Compared to the MNIST node, the FFNode uses a lot more state to track
all tunable parameters (weight matrix elements and biases), as well as the
loss gradients corresponding to each parameter. The loss gradients must
be kept because, remember, utilizing them to actually adjust the parameters
is performed only after N samples have been evaluated, where N is the
chosen batch size in our stochastic gradient descent algorithm. If the
purpose of some of the class members here is still opaque, they will show up
later when implement backpropagation.

First, we must decide how to initialize the weights and biases of our node.
When deciding on a scheme, there are a few key principles to keep in mind.
First, the initialization must exhibit symmetry of any sort. For example,
if all the parameters are initialized to the same random value, the loss gradients
with respect to all individual parameters will be identical, and our network
will be no better than a network with a single parameter. In addition, we
do not want the parameters to be initialized such that they are too large,
or too small. Most papers that discuss weight initialization strive to ensure
that the loss gradients remain in a realm where floating point number retain
precision (in the range $[1, 2)$). The other criteria is that parameters
should generally be initialized such that they are roughly similar in magnitude.
Parameters that deviate too far from the mean are likely to either dominate
loss gradients, or produce too small a signal to contribute. Proper parameter
initialization is but a small part of addressing the larger problem common
in neural networks known as the problem of exploding and vanishing gradients.
Here, we present the implementation with a couple references if you wish to
dig deeper.

void FFNode::init(rne_t& rne)
{
    num_t sigma;
    switch (activation_)
    {
    case Activation::ReLU:
        // Kaiming He, et. al. weight initialization for ReLU networks
        // https://arxiv.org/pdf/1502.01852.pdf
        //
        // Suggests using a normal distribution with variance := 2 / n_in
        sigma = std::sqrt(2.0 / static_cast<num_t>(input_size_));
        break;
    case Activation::Softmax:
    default:
        // LeCun initialization as suggested in "Self-Normalizing Neural
        // Networks"

Dataset content ::
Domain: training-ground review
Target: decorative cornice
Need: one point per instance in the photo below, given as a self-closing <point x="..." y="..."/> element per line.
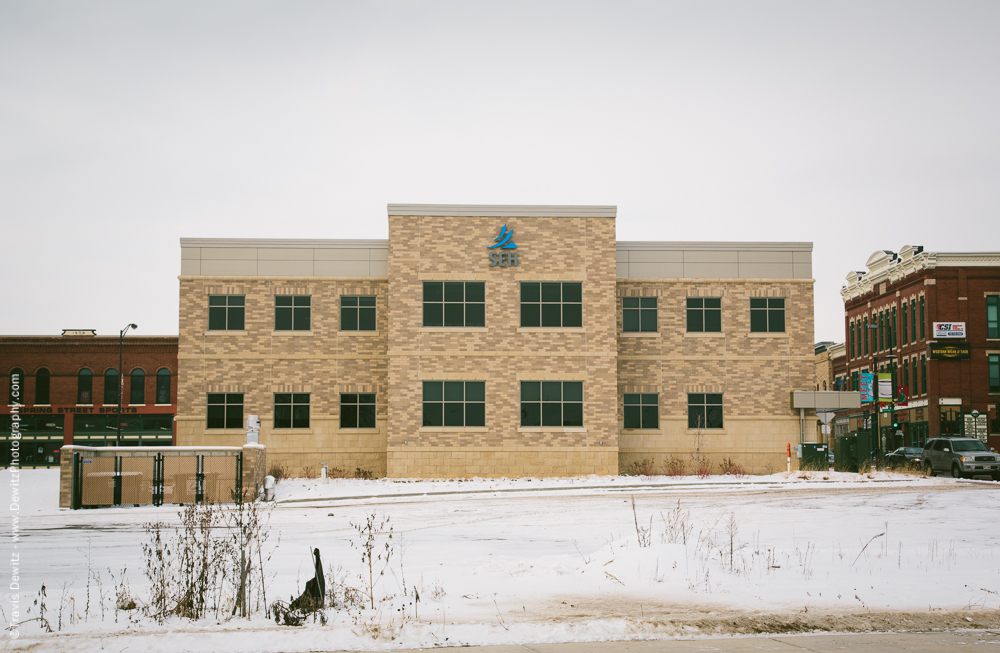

The tasks ::
a - Transcribe the weight-initialization passage from "Compared to the" up to and including "when implement backpropagation.".
b - In the weight-initialization passage, what distribution and variance does the code comment suggest for ReLU networks?

Expected results ::
a -
Compared to the MNIST node, the FFNode uses a lot more state to track
all tunable parameters (weight matrix elements and biases), as well as the
loss gradients corresponding to each parameter. The loss gradients must
be kept because, remember, utilizing them to actually adjust the parameters
is performed only after N samples have been evaluated, where N is the
chosen batch size in our stochastic gradient descent algorithm. If the
purpose of some of the class members here is still opaque, they will show up
later when implement backpropagation.

b - A normal distribution with variance 2 / n_in.